START Listed records

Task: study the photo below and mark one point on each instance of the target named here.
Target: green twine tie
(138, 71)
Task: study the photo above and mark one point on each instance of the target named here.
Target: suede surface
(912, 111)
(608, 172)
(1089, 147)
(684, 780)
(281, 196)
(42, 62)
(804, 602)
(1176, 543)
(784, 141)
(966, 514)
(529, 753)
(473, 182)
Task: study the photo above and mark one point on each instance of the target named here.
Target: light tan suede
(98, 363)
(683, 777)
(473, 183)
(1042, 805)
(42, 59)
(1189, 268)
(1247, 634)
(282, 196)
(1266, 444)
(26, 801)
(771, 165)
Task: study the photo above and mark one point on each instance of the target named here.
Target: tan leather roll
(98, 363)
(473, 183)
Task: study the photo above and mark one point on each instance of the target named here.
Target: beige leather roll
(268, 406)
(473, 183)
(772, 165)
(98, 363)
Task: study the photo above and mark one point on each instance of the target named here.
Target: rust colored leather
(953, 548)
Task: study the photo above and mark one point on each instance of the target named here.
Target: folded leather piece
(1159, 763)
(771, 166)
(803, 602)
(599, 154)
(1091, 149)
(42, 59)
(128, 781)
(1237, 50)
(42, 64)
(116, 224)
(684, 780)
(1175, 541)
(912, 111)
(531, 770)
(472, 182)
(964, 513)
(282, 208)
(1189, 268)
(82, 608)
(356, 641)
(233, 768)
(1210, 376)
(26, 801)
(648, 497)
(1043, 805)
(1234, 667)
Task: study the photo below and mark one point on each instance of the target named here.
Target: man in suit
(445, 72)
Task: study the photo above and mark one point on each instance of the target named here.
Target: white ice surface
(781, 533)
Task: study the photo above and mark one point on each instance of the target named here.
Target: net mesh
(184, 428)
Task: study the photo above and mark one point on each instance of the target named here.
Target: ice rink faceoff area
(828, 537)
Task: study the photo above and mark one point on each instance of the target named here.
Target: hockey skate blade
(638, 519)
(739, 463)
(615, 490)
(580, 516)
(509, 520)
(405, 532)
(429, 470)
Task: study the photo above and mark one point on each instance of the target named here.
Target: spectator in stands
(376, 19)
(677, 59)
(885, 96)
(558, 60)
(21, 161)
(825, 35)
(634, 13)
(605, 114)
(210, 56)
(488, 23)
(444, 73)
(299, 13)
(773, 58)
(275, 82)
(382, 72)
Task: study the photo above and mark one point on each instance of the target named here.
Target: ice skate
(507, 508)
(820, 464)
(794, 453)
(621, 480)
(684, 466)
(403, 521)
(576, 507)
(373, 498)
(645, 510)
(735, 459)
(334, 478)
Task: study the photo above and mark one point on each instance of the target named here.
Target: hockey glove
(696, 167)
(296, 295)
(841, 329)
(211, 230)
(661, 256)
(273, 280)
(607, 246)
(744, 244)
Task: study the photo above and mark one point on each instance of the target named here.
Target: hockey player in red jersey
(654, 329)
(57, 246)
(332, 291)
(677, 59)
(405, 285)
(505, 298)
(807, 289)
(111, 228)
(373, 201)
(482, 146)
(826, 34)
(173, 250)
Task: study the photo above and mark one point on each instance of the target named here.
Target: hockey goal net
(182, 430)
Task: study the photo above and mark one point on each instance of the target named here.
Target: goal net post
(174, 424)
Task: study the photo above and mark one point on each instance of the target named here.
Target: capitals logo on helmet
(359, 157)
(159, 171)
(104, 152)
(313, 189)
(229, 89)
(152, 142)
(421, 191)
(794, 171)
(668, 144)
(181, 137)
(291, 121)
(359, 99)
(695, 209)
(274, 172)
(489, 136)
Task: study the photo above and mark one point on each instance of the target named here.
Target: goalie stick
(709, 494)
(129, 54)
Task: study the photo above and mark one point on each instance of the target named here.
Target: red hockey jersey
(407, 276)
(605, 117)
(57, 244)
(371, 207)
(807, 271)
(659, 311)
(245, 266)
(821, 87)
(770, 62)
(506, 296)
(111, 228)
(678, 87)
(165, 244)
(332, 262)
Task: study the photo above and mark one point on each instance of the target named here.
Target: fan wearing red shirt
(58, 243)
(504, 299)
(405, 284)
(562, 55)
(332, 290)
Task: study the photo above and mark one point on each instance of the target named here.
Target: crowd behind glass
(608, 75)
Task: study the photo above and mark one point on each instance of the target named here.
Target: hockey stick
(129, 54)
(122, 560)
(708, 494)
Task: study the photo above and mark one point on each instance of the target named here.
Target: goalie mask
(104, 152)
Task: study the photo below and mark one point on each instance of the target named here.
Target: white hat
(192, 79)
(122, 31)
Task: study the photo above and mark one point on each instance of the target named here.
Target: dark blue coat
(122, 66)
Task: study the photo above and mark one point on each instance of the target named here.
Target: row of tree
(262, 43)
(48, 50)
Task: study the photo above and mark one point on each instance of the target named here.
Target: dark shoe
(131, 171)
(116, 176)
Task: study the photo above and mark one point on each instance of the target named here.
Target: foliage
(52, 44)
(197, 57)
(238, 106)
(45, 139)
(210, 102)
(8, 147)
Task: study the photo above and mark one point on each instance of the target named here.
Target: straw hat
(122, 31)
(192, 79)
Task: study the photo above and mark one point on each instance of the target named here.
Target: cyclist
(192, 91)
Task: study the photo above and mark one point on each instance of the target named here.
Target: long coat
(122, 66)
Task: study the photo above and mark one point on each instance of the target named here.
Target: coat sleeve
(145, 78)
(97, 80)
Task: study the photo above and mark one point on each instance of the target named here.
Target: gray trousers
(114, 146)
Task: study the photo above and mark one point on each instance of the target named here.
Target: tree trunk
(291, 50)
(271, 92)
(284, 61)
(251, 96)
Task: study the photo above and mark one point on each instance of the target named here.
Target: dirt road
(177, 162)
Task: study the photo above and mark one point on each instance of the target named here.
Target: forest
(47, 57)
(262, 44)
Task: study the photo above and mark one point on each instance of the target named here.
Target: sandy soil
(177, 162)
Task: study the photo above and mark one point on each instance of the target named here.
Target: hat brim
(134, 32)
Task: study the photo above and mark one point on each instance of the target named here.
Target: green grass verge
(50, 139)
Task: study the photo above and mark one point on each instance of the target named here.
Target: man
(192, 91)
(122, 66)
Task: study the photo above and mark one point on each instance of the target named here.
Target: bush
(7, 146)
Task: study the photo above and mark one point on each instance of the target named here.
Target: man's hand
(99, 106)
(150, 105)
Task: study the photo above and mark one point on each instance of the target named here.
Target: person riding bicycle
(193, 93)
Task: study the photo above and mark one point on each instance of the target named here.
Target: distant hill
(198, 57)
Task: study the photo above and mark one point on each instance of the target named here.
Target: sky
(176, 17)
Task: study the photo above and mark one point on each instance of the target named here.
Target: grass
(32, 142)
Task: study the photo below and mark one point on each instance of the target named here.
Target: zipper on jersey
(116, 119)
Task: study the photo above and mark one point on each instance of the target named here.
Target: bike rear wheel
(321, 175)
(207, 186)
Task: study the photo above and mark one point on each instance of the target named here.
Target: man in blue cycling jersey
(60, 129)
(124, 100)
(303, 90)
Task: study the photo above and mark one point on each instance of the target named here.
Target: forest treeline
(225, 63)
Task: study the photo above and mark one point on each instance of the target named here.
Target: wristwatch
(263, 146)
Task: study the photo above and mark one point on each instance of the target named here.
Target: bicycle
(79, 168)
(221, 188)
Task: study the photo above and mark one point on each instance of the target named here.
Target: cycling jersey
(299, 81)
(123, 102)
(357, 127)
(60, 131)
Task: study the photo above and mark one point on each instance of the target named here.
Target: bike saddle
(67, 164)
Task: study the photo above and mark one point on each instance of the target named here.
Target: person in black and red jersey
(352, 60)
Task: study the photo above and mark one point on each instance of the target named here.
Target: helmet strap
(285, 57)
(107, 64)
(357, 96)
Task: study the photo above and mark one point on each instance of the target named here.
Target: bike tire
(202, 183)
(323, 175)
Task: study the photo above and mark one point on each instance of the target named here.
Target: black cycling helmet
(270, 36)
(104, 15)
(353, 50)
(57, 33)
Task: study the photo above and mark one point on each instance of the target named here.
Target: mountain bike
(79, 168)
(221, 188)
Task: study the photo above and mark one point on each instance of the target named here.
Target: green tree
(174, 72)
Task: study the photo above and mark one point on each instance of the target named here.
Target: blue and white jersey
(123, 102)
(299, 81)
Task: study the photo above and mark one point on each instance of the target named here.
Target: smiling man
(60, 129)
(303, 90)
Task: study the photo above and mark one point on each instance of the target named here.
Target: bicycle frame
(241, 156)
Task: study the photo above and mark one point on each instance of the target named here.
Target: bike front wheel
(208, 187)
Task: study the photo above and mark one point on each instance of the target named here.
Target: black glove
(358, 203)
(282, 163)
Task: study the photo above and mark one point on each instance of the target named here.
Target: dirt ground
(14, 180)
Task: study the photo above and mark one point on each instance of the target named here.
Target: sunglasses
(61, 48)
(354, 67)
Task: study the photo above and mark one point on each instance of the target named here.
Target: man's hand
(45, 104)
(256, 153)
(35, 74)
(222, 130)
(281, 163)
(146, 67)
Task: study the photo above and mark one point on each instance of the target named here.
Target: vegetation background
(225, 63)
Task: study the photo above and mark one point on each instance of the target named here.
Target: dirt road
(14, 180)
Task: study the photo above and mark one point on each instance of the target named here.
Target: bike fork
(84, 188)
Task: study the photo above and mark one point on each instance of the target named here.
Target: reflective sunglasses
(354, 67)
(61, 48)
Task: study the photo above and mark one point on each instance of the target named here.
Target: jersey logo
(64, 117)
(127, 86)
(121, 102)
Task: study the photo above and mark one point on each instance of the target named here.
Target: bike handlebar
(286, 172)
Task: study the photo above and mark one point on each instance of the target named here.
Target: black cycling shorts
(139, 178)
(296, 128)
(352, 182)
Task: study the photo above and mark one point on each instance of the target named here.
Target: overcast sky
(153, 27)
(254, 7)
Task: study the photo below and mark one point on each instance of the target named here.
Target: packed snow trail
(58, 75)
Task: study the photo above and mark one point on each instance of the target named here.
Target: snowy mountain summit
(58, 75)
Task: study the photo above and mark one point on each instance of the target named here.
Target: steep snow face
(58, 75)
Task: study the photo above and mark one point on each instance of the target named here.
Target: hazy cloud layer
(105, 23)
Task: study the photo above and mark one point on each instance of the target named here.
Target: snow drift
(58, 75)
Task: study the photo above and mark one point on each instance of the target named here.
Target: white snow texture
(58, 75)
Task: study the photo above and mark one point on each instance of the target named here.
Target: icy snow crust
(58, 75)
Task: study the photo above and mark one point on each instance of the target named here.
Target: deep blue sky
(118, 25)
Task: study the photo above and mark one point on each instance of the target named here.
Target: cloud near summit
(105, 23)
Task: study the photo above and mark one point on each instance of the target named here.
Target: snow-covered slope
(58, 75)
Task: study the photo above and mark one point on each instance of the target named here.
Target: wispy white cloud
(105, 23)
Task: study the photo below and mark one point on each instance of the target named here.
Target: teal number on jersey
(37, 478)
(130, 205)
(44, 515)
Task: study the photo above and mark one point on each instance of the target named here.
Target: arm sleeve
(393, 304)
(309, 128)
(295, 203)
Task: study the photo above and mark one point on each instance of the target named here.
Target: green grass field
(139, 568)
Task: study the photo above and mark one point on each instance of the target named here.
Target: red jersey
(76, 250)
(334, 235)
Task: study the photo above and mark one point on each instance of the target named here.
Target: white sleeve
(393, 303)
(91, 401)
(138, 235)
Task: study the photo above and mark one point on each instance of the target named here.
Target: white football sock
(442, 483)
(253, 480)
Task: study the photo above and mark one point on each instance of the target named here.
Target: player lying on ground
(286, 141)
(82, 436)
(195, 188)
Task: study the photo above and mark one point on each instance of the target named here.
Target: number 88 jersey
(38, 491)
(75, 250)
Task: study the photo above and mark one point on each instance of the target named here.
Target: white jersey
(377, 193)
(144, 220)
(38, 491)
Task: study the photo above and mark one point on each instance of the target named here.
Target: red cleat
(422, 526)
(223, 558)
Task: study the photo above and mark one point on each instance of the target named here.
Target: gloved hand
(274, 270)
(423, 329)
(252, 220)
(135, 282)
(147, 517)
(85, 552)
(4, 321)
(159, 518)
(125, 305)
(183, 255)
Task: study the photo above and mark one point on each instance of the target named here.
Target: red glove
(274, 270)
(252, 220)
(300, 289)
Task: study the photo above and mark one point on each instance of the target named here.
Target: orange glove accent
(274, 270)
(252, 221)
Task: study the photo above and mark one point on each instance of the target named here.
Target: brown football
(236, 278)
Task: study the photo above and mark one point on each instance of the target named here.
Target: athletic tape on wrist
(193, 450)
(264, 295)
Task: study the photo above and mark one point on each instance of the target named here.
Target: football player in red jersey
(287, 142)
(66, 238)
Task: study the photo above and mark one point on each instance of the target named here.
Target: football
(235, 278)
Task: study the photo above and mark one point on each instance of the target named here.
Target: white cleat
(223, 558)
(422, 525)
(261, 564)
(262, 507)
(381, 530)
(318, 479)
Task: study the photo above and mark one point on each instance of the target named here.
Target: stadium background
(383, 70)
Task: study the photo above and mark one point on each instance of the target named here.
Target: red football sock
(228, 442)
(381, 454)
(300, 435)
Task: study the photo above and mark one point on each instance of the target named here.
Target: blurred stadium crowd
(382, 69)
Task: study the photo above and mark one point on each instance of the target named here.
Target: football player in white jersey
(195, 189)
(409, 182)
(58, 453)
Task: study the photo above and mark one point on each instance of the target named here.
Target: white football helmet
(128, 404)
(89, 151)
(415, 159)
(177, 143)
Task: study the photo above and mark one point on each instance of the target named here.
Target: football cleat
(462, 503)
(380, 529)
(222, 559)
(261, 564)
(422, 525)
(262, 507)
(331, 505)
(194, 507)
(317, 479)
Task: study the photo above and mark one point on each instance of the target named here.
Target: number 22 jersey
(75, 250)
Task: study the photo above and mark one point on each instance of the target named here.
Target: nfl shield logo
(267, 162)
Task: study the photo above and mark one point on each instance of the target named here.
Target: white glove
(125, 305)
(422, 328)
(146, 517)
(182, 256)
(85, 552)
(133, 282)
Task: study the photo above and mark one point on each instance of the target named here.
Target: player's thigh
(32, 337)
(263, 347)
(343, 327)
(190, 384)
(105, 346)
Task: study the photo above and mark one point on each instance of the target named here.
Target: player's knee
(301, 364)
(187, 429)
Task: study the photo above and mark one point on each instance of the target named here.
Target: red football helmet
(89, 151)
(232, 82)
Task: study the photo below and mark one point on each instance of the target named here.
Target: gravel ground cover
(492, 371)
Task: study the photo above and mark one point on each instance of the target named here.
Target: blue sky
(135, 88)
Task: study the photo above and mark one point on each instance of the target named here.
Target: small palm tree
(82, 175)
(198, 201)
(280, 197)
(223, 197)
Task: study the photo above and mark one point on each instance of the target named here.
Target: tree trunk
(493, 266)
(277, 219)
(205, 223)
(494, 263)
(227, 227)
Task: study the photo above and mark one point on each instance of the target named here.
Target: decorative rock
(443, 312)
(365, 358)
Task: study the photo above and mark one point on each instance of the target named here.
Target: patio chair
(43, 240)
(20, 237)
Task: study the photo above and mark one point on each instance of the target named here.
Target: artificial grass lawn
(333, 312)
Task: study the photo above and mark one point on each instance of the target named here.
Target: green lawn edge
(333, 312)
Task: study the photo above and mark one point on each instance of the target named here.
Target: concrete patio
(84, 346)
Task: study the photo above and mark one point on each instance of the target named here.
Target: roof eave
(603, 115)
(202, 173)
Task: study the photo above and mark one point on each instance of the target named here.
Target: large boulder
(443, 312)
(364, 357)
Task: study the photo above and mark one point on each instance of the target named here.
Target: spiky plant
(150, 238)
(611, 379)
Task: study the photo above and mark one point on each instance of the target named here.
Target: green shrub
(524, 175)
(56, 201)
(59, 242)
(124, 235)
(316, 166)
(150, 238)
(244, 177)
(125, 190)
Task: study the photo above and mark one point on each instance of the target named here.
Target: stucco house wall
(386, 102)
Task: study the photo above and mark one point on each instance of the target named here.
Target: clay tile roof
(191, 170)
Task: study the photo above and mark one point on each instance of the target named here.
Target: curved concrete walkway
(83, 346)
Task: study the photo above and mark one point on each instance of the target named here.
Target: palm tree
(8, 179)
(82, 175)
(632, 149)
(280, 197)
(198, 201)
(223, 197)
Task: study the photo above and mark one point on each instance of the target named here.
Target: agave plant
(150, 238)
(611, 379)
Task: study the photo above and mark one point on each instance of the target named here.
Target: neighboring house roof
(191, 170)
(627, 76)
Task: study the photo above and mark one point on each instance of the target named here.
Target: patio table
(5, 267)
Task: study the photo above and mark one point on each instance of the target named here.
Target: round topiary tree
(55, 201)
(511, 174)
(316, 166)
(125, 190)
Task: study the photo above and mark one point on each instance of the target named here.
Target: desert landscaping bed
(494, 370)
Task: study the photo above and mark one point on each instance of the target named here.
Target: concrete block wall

END Listed records

■ Exercise task
Gather every line of the data above that contains the string "sleeve". Case counts.

■ Right answer
Target: coat sleeve
Target: arm sleeve
Target: white sleeve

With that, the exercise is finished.